Work request: Copy all records verbatim, images excluded.

Content starts

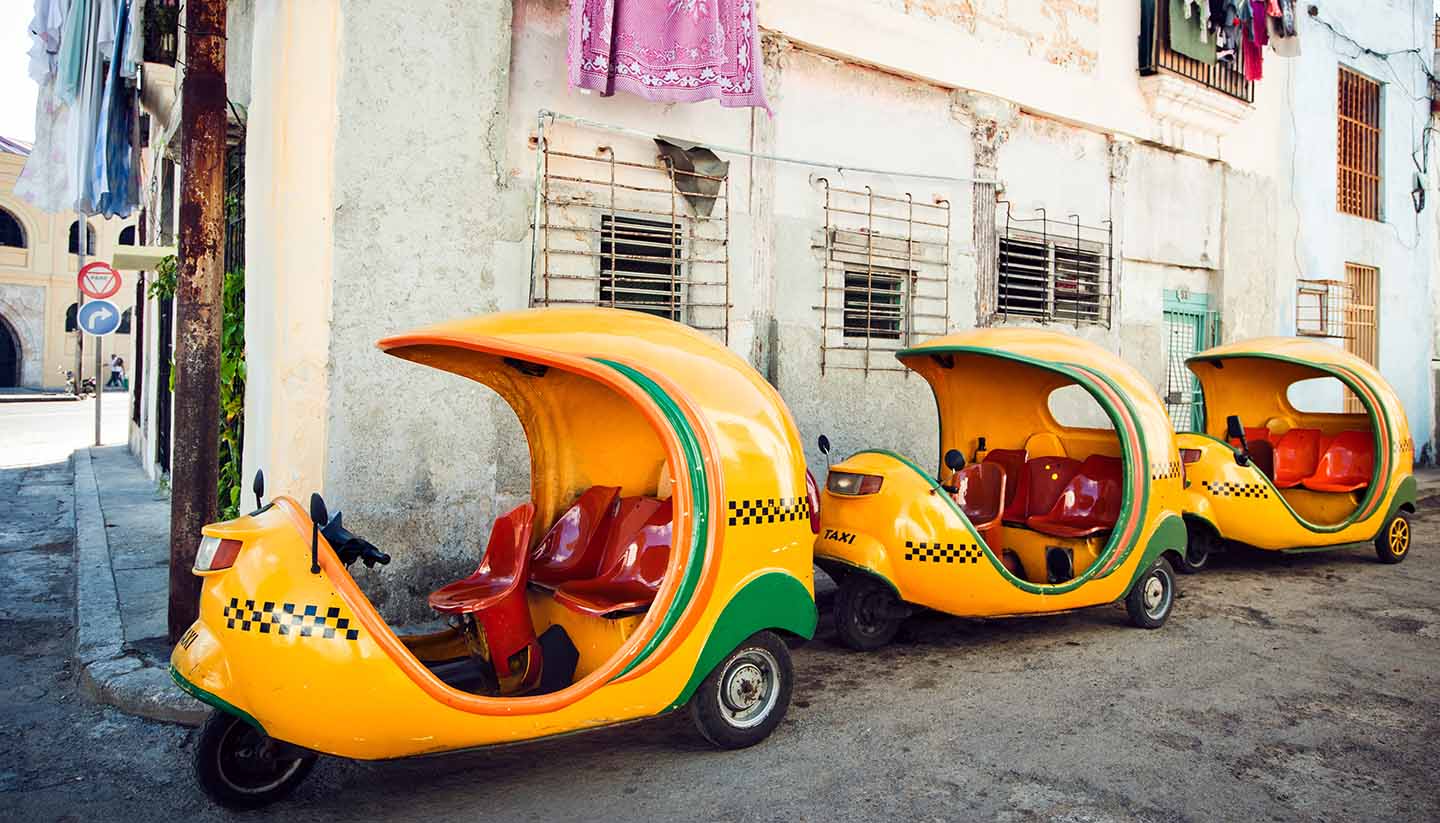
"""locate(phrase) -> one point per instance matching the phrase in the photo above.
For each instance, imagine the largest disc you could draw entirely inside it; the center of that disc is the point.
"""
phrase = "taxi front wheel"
(743, 698)
(867, 613)
(1393, 541)
(1152, 596)
(242, 767)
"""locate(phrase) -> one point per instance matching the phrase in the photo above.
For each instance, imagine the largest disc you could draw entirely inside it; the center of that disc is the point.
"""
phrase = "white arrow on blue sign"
(100, 317)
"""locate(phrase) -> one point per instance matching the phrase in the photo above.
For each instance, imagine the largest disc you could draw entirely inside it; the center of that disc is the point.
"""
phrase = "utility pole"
(195, 453)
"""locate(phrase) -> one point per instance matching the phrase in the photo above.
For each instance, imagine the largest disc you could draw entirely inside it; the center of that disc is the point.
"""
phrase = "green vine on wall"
(232, 377)
(232, 393)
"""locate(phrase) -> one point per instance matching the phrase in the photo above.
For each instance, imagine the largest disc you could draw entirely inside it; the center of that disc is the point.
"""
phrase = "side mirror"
(259, 488)
(1236, 432)
(954, 461)
(317, 510)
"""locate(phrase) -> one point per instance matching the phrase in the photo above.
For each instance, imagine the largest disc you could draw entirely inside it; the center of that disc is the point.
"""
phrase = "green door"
(1190, 327)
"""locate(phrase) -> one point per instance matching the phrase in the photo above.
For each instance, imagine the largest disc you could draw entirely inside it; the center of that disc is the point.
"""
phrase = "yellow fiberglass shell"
(1250, 379)
(604, 397)
(997, 383)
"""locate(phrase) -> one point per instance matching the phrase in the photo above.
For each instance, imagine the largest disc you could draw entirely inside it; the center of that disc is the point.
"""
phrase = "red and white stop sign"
(98, 281)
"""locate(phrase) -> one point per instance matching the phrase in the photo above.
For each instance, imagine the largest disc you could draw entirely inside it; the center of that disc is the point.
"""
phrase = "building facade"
(926, 167)
(38, 289)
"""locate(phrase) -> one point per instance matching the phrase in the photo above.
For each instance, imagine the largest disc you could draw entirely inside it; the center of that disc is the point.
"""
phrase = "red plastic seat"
(1014, 464)
(981, 494)
(1296, 453)
(572, 548)
(1089, 504)
(1345, 465)
(637, 551)
(496, 596)
(1046, 478)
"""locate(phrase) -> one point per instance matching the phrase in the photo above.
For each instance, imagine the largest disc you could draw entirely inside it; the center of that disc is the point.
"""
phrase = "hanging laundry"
(1188, 35)
(1256, 35)
(667, 51)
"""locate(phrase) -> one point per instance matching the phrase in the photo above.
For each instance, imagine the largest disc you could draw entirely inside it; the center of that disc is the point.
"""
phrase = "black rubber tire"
(858, 613)
(1152, 615)
(713, 707)
(223, 740)
(1393, 541)
(1195, 557)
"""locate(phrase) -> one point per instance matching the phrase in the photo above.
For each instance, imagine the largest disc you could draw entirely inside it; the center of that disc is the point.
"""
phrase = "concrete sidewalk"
(123, 550)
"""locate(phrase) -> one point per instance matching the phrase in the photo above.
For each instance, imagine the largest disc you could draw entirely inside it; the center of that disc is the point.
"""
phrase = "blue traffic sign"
(100, 318)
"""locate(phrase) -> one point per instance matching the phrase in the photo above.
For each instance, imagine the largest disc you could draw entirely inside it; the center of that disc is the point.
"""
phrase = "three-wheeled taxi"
(1027, 514)
(1305, 448)
(663, 561)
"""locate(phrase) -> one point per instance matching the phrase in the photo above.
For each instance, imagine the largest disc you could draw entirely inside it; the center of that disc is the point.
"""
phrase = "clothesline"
(550, 115)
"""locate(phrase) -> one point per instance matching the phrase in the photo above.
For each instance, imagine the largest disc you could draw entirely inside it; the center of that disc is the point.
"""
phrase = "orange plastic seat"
(1014, 464)
(979, 489)
(572, 548)
(496, 596)
(1345, 465)
(1089, 504)
(637, 551)
(1296, 455)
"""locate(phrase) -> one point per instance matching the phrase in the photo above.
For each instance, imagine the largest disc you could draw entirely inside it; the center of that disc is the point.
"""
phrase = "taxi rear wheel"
(242, 767)
(866, 613)
(743, 698)
(1393, 541)
(1152, 596)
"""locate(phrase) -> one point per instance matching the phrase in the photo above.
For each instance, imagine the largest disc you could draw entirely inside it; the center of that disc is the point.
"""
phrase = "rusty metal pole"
(195, 456)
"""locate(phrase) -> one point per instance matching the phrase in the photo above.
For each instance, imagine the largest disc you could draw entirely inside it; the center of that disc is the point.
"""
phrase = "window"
(1053, 276)
(12, 233)
(876, 302)
(75, 238)
(1361, 320)
(640, 265)
(1357, 190)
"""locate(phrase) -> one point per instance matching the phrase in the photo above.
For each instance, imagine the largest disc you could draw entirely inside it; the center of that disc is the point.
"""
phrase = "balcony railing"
(1158, 56)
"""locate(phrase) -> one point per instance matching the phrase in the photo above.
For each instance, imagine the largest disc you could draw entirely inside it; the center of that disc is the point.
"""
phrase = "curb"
(108, 674)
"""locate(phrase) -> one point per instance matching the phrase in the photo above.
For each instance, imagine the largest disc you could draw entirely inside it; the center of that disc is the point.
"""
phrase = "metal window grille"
(886, 276)
(612, 229)
(640, 265)
(1158, 56)
(1054, 271)
(1319, 308)
(1364, 324)
(1357, 190)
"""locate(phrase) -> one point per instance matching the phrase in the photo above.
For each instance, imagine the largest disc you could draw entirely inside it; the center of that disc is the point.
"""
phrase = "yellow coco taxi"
(663, 561)
(1305, 448)
(1046, 515)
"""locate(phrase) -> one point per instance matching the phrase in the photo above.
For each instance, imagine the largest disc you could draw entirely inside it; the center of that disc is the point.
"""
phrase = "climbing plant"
(232, 393)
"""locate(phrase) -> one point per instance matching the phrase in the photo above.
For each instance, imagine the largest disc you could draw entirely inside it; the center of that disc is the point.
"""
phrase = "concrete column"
(991, 120)
(290, 241)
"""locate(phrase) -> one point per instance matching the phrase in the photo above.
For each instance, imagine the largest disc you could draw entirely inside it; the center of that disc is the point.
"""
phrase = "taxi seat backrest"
(1345, 464)
(572, 548)
(1296, 453)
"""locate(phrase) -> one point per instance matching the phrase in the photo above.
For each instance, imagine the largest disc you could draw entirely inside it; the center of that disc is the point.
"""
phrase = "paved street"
(1296, 688)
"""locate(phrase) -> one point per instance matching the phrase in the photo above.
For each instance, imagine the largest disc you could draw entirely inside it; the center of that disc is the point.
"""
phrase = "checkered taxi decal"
(768, 511)
(1236, 489)
(942, 553)
(288, 619)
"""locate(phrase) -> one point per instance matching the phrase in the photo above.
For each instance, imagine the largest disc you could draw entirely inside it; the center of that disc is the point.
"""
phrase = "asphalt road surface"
(1280, 689)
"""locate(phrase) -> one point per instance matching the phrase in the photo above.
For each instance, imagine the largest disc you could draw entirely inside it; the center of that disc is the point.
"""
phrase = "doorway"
(9, 356)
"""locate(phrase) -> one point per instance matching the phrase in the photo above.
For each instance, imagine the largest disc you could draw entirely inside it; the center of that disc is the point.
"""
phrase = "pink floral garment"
(667, 51)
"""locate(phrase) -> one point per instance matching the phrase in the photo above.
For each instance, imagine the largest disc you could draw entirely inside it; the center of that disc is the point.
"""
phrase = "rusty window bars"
(617, 232)
(1054, 271)
(886, 276)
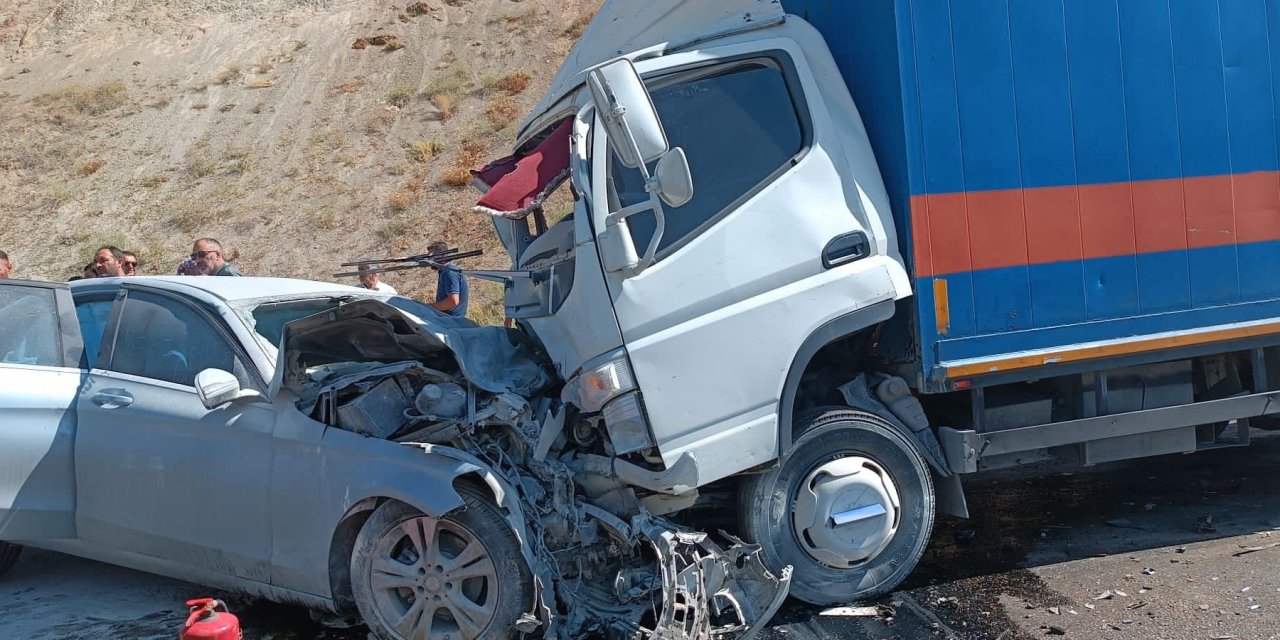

Content ends

Worked solution:
"""locate(phrase) -> one point per instance matching the phrase in the photo above.
For each instance, imagine the largest disc you could draw entirely inside it; the center of that disc is the point.
"""
phrase = "taxi front wheel"
(743, 698)
(867, 613)
(1393, 541)
(1152, 596)
(242, 767)
"""locate(phrase) -> one point per instance matching the phrase in the photo above.
For each instance, imagine the largest disc you could draw entirely inside it; the center of that disc is the point.
"""
phrase = "white arrow on blue sign"
(100, 317)
"""locate(phrase) -> one point per instance matching the phrase in the photo above.
For each instance, imagine the largest disc you could draw entirely inside it; the center of that disc is the point.
"""
phrase = "utility pole"
(195, 453)
"""locate(phrase) -> one point per instance matching the phrase in the photo above.
For each instance, imagine the largest disc you could draw entirely inside it; the center of that disc is the point.
"""
phrase = "green vine on wall"
(232, 377)
(232, 393)
"""locate(phrase) -> one point per instance matching the phrase in the photo above.
For each instance, imagine the largest disc you could draw entirely inside it; the center of that disc is the point.
"""
phrase = "side mirror"
(259, 488)
(1236, 432)
(954, 461)
(317, 510)
"""locate(phrase) -> one point per instance matching the phrase in the photo above.
For each instance, imagine the largest disc you could draw entirely inside it; the center of that disc is the point.
"""
phrase = "green door"
(1190, 327)
"""locate(phrase) -> one point per instance matching the phrase in the photo above.
For each instance, imagine the largest disc you could draw entirely inside it; the center of that disc is the point.
"""
phrase = "yellow fiberglass shell"
(1250, 379)
(604, 397)
(997, 383)
"""locate(phrase) -> one point per instance matching the phrase in the photo above.
For each instance, imagine the largest disc you could draw entirely inside it; the center of that disc is the point.
"""
phrase = "red and white stop sign"
(98, 281)
"""locate(phrase) -> one point per instance matching the phrase in the photo above.
For each instance, imagine the largest disc you could draw entirely inside it; the center of that disc is the point.
"""
phrase = "building facade"
(926, 167)
(38, 289)
"""locate(phrase) -> one point per instance matching the phrase in the photo above.
For each instance, imagine the largest disc you could draw entirely inside it; the center of that disc is the point.
"""
phrase = "red plastic seat"
(1014, 464)
(981, 494)
(1296, 453)
(572, 548)
(1089, 504)
(1345, 465)
(637, 551)
(496, 596)
(1046, 478)
"""locate(phrase) -> one point per instance matching the phrase in the photo above.
For each instance, imagine the largest disc you could draw entirely inside it; the center of that disc is the point.
"""
phrase = "hanging laundry"
(1188, 35)
(1256, 35)
(667, 51)
"""locate(phrase) -> one point per instance matching the phrase in the photo above.
For each instance, imagine the largest disc you could draw entirely inside it; the center of that disc is the point.
"""
phrase = "black rubber tire"
(858, 613)
(1152, 615)
(713, 707)
(223, 740)
(1393, 541)
(1195, 557)
"""locate(phrase) -> one point per instance matching the phrase in the photo above.
For each instance, imagine the largest disc you could draw entirely inside it; the center of that disc is the point.
"""
phrase = "concrete sidewalk"
(123, 550)
"""locate(phrase) -> one point per instance matching the phrase in the photo above.
For each instance, imagine the largest disc you could draw entirely inside it; the center of that disc is the point.
"""
phrase = "blue traffic sign"
(100, 318)
"""locate(phrase) -> one point per instance matching the phrase in the photo above.
For each instance, imagine the largest disc you could draw entirely inside it; the center of that disc is the point.
"""
phrase = "three-wheeled taxi"
(1027, 514)
(1305, 448)
(663, 561)
"""locate(phrase) -> one point per instance matching the phrase in the photo above.
For each instance, imagine the largest disc you could draw entirely inside it; the center of that disc is the point.
"""
phrase = "clothesline"
(550, 115)
"""locate(phrase) -> one point per instance matching the phrase in the photo above.
For each instance, imagine the largest disc you could draw entirely inside it; the center of that disc is the point.
"""
phrase = "orange plastic seat"
(1014, 464)
(979, 489)
(572, 548)
(496, 596)
(1345, 465)
(1089, 504)
(637, 551)
(1296, 455)
"""locate(phrase) -> one point per instance matching the phrase in the photo above.
For each instance, imagine the largest disc you could draw entirely inside it; the center of that disc is the point.
"""
phrase = "taxi rear wheel"
(242, 767)
(866, 613)
(743, 698)
(1393, 541)
(1152, 596)
"""locate(phrase) -> one point per instance matching the phrase in the photo above.
For each instance, imagine the largest disc you could draw entirely inside it; the center of that disc is the point.
"""
phrase = "rusty metal pole"
(195, 456)
"""locate(phrase) -> one point per instance matching the phrase in the photo above.
For each instance, imagine the largest disc you could draw entirely inside it; the center of that disc is the point.
"""
phrase = "window"
(1053, 276)
(12, 233)
(876, 302)
(75, 238)
(1361, 320)
(640, 265)
(1357, 190)
"""locate(phrase) -> one point per instance matching the phrase in the photo above.
For each instance, imagine the largest disc you could draw entirely inside it; the center of that disc is the point.
"""
phrase = "balcony railing"
(1158, 56)
"""locate(phrase) -> one point per instance matching the phrase in the photo above.
For each instance, imagine the largest disc you could draw entirely inside it; the center of that disc is the point.
"""
phrase = "curb"
(108, 674)
"""locate(phrase) -> one point per instance matching the phrase in the photo above.
For each instance, imagine the largest disc you could draw entirely inside it; the center of that disc is the point.
"""
phrase = "metal window grille"
(886, 276)
(612, 229)
(640, 265)
(1158, 56)
(1054, 271)
(1319, 308)
(1364, 324)
(1357, 190)
"""locate(phrase) -> one point per instance matching the phrase in the photo above.
For each instance, imagine the largest disc you could draw entirely inside it; the center of that disc is the point.
"""
phrase = "yellow coco taxi"
(663, 561)
(1305, 448)
(1046, 515)
"""locate(phrase) -> one point per instance matching the phrase in the photo above.
For each instance, imagine the largest disc you could draw entirely inside it; the center of that disc is the point.
"""
phrase = "climbing plant"
(232, 393)
"""locate(phrase) -> one point per instance matching the phrase in the photo above.
For each instance, imagine the largest disc you could draw entirely inside it; the center of that disc is the point.
"""
phrase = "concrete column"
(991, 120)
(290, 241)
"""locate(phrase) -> one point per instance matching the phrase in the photo above.
For each instance, imagine the largest disc you could draw entirely inside it; the center of that disc is the point.
"""
phrase = "taxi seat backrest"
(1345, 464)
(572, 548)
(1296, 453)
"""locate(phrase) -> one point per instance matching the phrase in the photo above.
For each instance, imagine the largest disc you could draw entirely inside it; the center of that disc is the point.
"""
phrase = "paved street"
(1296, 688)
"""locate(phrase) -> one point per instance matching the phrase in the photo above.
For each instance, imagine the largest disc you could draw entirely inside it; the center of that disc is the point.
"""
phrase = "checkered taxi decal"
(768, 511)
(1236, 489)
(942, 553)
(288, 619)
"""locate(phrase) -> one point per instance matching the phrase in the photo above.
For each instance, imagine the largest disc you could draw entirely inside it; the center of that disc is the point.
"""
phrase = "asphalt road surface"
(1280, 689)
"""locate(phrase) -> one point per instance matching the phrase in the photo above.
For each instance, imagine the largest disc you could draw entirely inside it; the center of that disc is the point.
"""
phrase = "doorway"
(9, 356)
"""locate(phrase) -> one point per instance matching the phrase in the photo above.
For each instance, imagine the largest disc you could draw entirely inside it; the center of that disc is the point.
"""
phrase = "pink floral garment"
(667, 51)
"""locate(phrase) -> one point per instance matching the phrase in the photo above.
For each instance, imagine the largest disc you could draw entirely inside it; the center of that disc is the point.
"""
phrase = "rusty window bars"
(617, 232)
(1054, 271)
(886, 276)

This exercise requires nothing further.